**Raw data**

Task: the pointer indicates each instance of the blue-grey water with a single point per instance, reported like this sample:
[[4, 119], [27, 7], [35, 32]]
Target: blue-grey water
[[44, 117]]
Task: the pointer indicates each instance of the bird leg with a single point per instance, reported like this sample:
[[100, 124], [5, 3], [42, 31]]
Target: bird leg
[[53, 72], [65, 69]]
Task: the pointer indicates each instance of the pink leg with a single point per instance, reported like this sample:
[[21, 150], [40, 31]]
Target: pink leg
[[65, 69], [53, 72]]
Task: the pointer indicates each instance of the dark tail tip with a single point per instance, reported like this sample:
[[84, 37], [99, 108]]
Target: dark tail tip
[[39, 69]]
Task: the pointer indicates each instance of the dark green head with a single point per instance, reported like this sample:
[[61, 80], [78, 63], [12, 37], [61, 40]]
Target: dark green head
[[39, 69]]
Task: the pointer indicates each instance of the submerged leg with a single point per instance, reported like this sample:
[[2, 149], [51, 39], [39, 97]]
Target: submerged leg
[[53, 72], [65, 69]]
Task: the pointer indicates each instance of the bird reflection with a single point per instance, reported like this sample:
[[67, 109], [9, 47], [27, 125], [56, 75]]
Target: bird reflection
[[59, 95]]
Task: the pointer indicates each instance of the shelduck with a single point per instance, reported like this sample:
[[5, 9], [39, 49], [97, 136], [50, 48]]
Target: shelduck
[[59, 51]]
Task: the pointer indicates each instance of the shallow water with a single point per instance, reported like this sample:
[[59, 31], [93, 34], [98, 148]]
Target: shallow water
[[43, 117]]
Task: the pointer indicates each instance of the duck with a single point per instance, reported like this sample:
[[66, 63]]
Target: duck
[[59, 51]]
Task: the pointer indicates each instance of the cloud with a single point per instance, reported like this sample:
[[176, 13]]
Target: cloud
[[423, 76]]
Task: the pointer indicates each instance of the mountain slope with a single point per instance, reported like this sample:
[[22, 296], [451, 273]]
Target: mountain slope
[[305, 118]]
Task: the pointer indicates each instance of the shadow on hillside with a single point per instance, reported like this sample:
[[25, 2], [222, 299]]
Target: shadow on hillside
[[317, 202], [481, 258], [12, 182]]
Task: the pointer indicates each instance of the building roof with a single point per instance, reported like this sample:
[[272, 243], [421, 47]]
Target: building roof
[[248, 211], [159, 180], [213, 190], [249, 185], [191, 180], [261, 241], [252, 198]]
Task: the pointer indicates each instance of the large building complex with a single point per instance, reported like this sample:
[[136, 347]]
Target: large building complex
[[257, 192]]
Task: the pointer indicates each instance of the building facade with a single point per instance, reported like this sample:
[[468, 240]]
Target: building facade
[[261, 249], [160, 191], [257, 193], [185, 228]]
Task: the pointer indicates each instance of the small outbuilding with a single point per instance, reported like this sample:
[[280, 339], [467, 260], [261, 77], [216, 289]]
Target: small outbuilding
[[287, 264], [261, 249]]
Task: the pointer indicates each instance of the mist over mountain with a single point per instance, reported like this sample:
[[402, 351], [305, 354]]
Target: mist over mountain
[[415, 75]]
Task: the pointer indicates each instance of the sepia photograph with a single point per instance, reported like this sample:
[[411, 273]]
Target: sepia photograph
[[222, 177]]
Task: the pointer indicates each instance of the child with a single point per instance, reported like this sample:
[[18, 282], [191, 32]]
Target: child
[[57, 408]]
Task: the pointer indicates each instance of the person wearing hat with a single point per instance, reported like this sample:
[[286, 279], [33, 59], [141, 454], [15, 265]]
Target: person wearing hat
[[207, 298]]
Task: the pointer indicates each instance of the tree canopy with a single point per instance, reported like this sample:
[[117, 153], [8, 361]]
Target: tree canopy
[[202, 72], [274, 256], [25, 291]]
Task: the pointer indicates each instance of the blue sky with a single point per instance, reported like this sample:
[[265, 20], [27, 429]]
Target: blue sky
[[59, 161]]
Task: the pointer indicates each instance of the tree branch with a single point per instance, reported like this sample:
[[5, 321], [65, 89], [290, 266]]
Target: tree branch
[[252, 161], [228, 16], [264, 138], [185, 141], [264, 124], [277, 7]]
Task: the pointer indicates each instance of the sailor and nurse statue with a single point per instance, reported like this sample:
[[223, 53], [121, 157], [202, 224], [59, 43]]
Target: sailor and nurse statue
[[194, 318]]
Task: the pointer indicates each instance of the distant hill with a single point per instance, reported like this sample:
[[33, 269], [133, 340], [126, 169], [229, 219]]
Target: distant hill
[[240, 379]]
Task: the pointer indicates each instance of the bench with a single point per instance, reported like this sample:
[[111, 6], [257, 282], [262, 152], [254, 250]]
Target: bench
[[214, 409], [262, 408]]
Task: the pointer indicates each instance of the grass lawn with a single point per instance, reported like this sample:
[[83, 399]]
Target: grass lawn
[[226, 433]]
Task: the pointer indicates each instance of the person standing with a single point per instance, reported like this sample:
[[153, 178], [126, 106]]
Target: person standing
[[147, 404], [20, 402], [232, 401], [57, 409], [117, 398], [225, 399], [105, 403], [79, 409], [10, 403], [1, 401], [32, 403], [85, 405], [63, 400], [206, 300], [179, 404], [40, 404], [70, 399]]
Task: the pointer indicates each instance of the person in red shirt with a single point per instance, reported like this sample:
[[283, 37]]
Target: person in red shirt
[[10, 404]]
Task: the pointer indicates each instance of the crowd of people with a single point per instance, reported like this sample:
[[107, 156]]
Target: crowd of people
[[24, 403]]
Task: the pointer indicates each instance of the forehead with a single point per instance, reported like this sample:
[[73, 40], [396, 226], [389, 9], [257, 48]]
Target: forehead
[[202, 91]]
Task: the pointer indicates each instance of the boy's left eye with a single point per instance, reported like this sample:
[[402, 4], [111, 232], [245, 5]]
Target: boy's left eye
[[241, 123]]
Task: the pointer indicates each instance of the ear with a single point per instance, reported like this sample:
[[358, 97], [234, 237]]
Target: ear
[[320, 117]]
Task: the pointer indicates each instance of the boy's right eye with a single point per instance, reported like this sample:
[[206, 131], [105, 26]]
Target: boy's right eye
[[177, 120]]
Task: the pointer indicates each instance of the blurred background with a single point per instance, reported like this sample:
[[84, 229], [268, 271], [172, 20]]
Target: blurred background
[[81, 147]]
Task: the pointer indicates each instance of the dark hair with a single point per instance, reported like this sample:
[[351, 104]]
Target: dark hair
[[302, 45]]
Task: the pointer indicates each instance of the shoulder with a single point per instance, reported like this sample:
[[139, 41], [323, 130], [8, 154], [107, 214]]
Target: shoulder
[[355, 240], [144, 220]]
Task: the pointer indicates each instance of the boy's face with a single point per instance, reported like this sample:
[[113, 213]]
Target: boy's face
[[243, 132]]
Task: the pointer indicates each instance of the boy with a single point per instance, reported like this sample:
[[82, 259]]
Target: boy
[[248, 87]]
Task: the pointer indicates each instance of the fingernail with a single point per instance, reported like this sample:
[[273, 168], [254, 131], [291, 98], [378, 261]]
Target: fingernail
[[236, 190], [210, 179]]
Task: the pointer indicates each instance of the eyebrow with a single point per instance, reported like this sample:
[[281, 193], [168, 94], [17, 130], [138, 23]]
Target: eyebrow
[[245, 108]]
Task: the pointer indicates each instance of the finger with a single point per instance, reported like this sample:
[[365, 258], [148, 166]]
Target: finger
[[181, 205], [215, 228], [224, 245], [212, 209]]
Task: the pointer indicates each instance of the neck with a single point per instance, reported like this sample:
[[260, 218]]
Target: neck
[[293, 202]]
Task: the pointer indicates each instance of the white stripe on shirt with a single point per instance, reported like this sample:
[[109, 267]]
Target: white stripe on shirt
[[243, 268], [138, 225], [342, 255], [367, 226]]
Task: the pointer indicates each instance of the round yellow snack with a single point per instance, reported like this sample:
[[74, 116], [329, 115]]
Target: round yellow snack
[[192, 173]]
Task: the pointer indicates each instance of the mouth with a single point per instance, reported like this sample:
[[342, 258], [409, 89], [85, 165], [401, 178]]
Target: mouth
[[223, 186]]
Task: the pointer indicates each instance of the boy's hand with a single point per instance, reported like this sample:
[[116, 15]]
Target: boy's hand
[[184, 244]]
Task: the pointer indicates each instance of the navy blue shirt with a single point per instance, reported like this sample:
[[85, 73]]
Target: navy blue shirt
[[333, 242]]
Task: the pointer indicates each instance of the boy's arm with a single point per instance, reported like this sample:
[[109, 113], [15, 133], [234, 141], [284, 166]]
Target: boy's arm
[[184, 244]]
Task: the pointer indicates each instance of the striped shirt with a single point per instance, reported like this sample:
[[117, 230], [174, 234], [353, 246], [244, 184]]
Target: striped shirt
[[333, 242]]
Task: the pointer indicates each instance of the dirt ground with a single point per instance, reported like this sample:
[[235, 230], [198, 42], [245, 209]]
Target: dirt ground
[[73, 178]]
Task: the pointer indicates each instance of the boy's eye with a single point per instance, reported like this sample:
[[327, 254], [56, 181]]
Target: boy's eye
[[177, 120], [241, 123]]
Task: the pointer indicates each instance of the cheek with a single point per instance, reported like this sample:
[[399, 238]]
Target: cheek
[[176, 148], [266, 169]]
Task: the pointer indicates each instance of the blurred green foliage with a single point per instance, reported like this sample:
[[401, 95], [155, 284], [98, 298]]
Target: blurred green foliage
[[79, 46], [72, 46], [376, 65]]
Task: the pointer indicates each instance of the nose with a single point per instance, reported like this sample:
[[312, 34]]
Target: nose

**What to work on**
Copy out everything in the material from the line containing "Task: the pointer indicates each instance of the tree branch" down to the line containing "124], [277, 7]]", keeping both of those lines and changing nothing.

**Output for this exercise**
Task: the pointer indicates each instance of the tree branch with a single point per instance, reported like this sample:
[[5, 321], [65, 89], [290, 266]]
Target: tree branch
[[252, 161], [228, 16], [264, 138], [185, 141], [264, 124], [277, 7]]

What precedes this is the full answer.